● Tasks
- A) Decide whether each statement agrees with the blog post on becoming a grandmother. Answer yes or no for each, and quote the words from the post that settle it.
(i) The woman of mystery eats her snails with a tiny fork.
(ii) The woman in the mirror looks cheerful.
(iii) Creams or surgery can make up for eggs getting old.
- B) Answer these questions from the blog post on becoming a grandmother.
(i) What does the writer still plan to be?
(ii) What is the woman of mystery never without?
(iii) According to the post, what can society tell about a female?
- C) Supply the next part of the blog post on becoming a grandmother, picking up after its final sentence.

● Reading passage

THE BLOG YOU WERE NOT EXPECTING
Upon Becoming a Grandmother, part deux
Oh dear, you will say, ME…a
GRANDMOTHER? This is impossible at 27. Yes, I know. I find it hard to fathom, myself.
Every woman will say this same thing.
I look in the mirror and am surprised to see who looks back
at me. Who is this? Where did she come from? I’m not sure I like her.
She looks grumpy. She seems to have unfinished business.
Ah…that’s it! That’s
what is wrong with this grandmother thing. I have things left undone that are
inconsistent with being a grandmother.
I still plan to be an international woman of mystery. Sleek,
feral, able to wear pointed shoes, gliding through the darkness doing
questionable things. This woman will crush your nuts to make a topping for her
perfectly cooked snails, eaten with a tiny fork. Never without her sunglasses,
she never squints, nor does she ever need a laxative.
Her eggs are eternally fresh. Society can tell when a female
has young eggs. There is something in our wiring that craves female youth. As
you get older, you get less desirable. Sorry, but that’s the truth. No creams
or surgery will make up for the fact that your eggs are getting old. And when
they pass the ‘use by’ date, well, that’s it for you.

● Data under study
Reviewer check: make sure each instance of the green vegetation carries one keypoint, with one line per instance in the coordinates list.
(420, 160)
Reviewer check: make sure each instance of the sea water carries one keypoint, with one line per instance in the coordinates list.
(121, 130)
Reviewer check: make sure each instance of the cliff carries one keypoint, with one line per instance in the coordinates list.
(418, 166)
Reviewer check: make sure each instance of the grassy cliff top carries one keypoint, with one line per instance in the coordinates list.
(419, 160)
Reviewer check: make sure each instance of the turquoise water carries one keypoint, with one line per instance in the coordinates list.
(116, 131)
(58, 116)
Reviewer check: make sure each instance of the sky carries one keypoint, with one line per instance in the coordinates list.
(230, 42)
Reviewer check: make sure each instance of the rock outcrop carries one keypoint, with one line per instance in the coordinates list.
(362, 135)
---
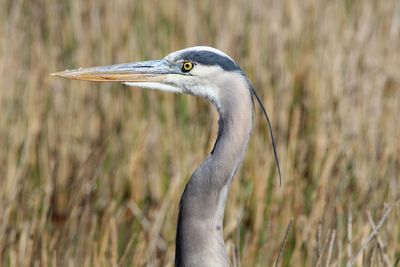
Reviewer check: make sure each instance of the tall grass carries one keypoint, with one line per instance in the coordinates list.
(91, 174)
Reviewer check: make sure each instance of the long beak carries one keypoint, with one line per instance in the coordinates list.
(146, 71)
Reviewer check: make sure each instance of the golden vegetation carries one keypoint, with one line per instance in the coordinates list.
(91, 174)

● Exercise results
- A)
(i) Yes: "perfectly cooked snails, eaten with a tiny fork"
(ii) No: "She looks grumpy."
(iii) No: "No creams or surgery will make up for the fact that your eggs are getting old."

- B)
(i) An international woman of mystery
(ii) Her sunglasses
(iii) When she has young eggs

- C)
The point is that grandmother-hood officially crosses you
over that great divide into The Land Of Females With Really Old Eggs.
Ah, but this is a land of freedom, my friends.
That thousand pound rock you’ve had over your head for the
past forty years disappears. You can do whatever you want.
You can paint watercolors and keep the ones you like and
throw the rest away.
You can volunteer to help animals. You can appear in court
to help children who find themselves without many friends.
You can talk to your neighbors and reestablish friendships
you dropped because you got busy thirty years ago.
And you can be a grandmother. Even if you are an
international woman of mystery who is only 27. Who will crush your nuts.